◆ **THE TASKS**:
A. Switch "Bangladesh" to "Pakistan" in the book review passage starting with "A collection of" and going on through "are more blatant.", then give that passage with the change made.
B. Reproduce the listing word for word, starting with the first line and going on through the line with "(592, 169), (713, 374)", both included. Leave the pictures out of your answer.

◆ **EXCERPT**:
Between Worlds by Marilyn Gardner

Between Worlds Essays on culture and belongingBetween Worlds Essays on culture and belonging by Marilyn Gardner
My rating: 5 of 5 stars

A collection of essays regarding growing up as a third culture kid, this book started off with stories that sent me back in time to my own childhood growing up on the mission compound in Bangladesh. The Muslim call to prayer, hot chai, vacation to the beach – memories of my own experience came back in reading of the author’s own childhood experiences in a country not so far from where I myself grew up. The essays are divided into sections, dealing with topics all TCKs (third culture kids) can easily relate to: home, identity, belonging, airports, grief & loss, culture clash, and good-byes. Ah, the inevitable good-bye!
“invisible immigrant” – looking like you should belong but not really knowing the culture of your passport culture. It’s not obvious that don’t belong so your cultural taboos are more blatant.

◆ **EXCERPTED DATA**:

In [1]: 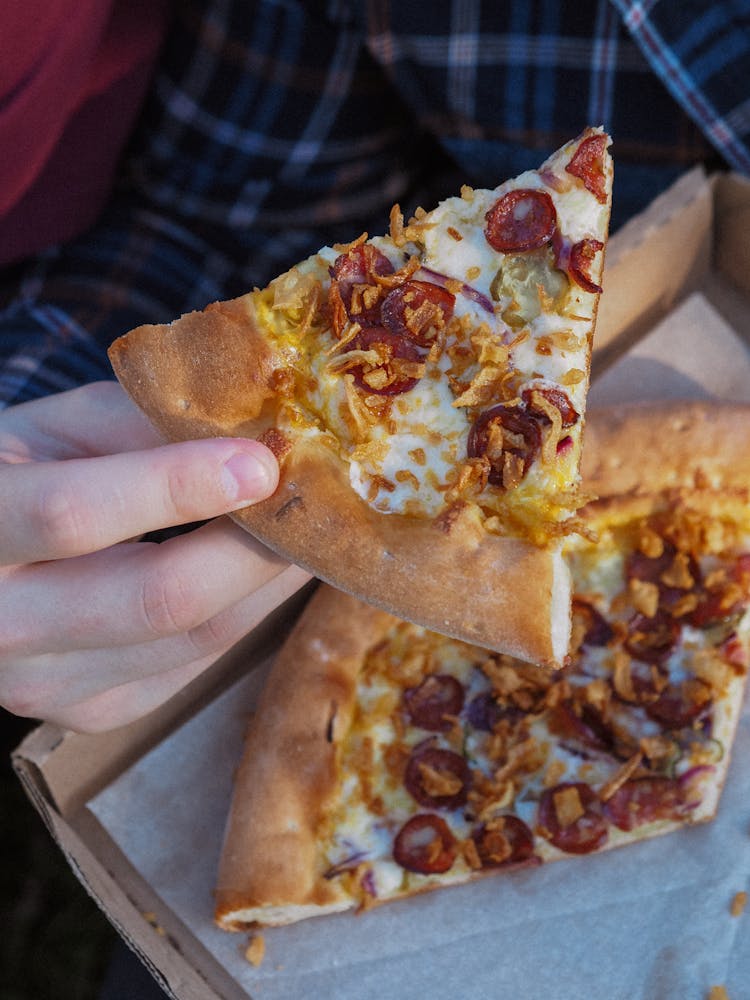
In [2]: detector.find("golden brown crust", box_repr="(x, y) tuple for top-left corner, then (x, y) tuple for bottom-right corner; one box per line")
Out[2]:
(110, 297), (570, 665)
(109, 295), (274, 440)
(581, 400), (750, 496)
(216, 587), (393, 930)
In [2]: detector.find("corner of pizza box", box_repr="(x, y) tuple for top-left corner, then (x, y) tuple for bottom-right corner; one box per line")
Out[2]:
(592, 168), (750, 378)
(13, 584), (313, 820)
(12, 583), (314, 1000)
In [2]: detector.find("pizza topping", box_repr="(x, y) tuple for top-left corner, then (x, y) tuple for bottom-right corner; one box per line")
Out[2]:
(569, 239), (604, 293)
(538, 782), (608, 854)
(625, 611), (680, 664)
(645, 678), (711, 729)
(331, 243), (395, 324)
(490, 243), (568, 326)
(404, 744), (471, 809)
(565, 133), (607, 205)
(604, 775), (690, 830)
(547, 699), (613, 751)
(599, 750), (643, 802)
(380, 280), (456, 347)
(484, 188), (557, 253)
(521, 385), (579, 428)
(404, 674), (464, 732)
(346, 326), (424, 396)
(393, 813), (458, 875)
(471, 815), (534, 868)
(467, 403), (542, 489)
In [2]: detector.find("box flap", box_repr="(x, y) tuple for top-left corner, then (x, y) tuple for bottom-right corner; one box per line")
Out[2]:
(592, 169), (713, 374)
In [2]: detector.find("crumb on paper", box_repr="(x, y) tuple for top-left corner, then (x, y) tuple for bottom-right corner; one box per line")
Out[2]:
(141, 910), (167, 937)
(245, 934), (266, 969)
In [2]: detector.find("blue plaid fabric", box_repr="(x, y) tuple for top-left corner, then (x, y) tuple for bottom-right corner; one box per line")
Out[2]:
(0, 0), (750, 405)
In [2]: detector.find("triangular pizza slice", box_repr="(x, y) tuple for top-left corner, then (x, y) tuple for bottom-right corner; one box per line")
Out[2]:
(110, 128), (612, 665)
(216, 408), (750, 930)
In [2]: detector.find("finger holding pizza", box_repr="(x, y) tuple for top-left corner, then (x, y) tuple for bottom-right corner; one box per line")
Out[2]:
(0, 383), (307, 731)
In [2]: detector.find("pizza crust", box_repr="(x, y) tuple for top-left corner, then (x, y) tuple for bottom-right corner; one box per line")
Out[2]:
(215, 587), (394, 930)
(110, 296), (570, 666)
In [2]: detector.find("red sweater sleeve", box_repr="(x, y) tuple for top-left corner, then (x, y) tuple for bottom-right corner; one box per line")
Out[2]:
(0, 0), (168, 264)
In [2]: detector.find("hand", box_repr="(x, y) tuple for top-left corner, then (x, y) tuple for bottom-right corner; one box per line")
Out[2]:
(0, 382), (308, 732)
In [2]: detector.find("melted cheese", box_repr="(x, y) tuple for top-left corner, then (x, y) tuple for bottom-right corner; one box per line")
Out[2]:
(262, 133), (607, 540)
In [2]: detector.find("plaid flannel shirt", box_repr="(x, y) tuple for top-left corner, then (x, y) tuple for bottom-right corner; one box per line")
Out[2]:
(0, 0), (750, 406)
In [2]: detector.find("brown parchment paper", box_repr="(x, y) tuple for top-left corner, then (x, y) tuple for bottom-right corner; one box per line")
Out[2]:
(89, 295), (750, 1000)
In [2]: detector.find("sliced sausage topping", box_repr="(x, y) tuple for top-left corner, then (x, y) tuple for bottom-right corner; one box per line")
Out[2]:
(484, 188), (557, 253)
(539, 781), (608, 854)
(380, 279), (456, 347)
(565, 134), (607, 205)
(471, 816), (534, 868)
(404, 674), (464, 732)
(351, 326), (422, 396)
(404, 745), (471, 809)
(393, 813), (458, 875)
(467, 403), (542, 489)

◆ **CORRECT ANSWERS**:
A.
A collection of essays regarding growing up as a third culture kid, this book started off with stories that sent me back in time to my own childhood growing up on the mission compound in Pakistan. The Muslim call to prayer, hot chai, vacation to the beach – memories of my own experience came back in reading of the author’s own childhood experiences in a country not so far from where I myself grew up. The essays are divided into sections, dealing with topics all TCKs (third culture kids) can easily relate to: home, identity, belonging, airports, grief & loss, culture clash, and good-byes. Ah, the inevitable good-bye!
“invisible immigrant” – looking like you should belong but not really knowing the culture of your passport culture. It’s not obvious that don’t belong so your cultural taboos are more blatant.

B.
In [1]: 
In [2]: detector.find("golden brown crust", box_repr="(x, y) tuple for top-left corner, then (x, y) tuple for bottom-right corner; one box per line")
Out[2]:
(110, 297), (570, 665)
(109, 295), (274, 440)
(581, 400), (750, 496)
(216, 587), (393, 930)
In [2]: detector.find("corner of pizza box", box_repr="(x, y) tuple for top-left corner, then (x, y) tuple for bottom-right corner; one box per line")
Out[2]:
(592, 168), (750, 378)
(13, 584), (313, 820)
(12, 583), (314, 1000)
In [2]: detector.find("pizza topping", box_repr="(x, y) tuple for top-left corner, then (x, y) tuple for bottom-right corner; one box per line")
Out[2]:
(569, 239), (604, 293)
(538, 782), (608, 854)
(625, 611), (680, 664)
(645, 678), (711, 729)
(331, 243), (395, 324)
(490, 243), (568, 326)
(404, 744), (471, 809)
(565, 133), (607, 205)
(604, 775), (690, 830)
(547, 699), (613, 751)
(599, 750), (643, 802)
(380, 280), (456, 347)
(484, 188), (557, 253)
(521, 385), (579, 428)
(404, 674), (464, 732)
(346, 326), (424, 396)
(393, 813), (458, 875)
(471, 815), (534, 868)
(467, 403), (542, 489)
In [2]: detector.find("box flap", box_repr="(x, y) tuple for top-left corner, then (x, y) tuple for bottom-right corner; one box per line")
Out[2]:
(592, 169), (713, 374)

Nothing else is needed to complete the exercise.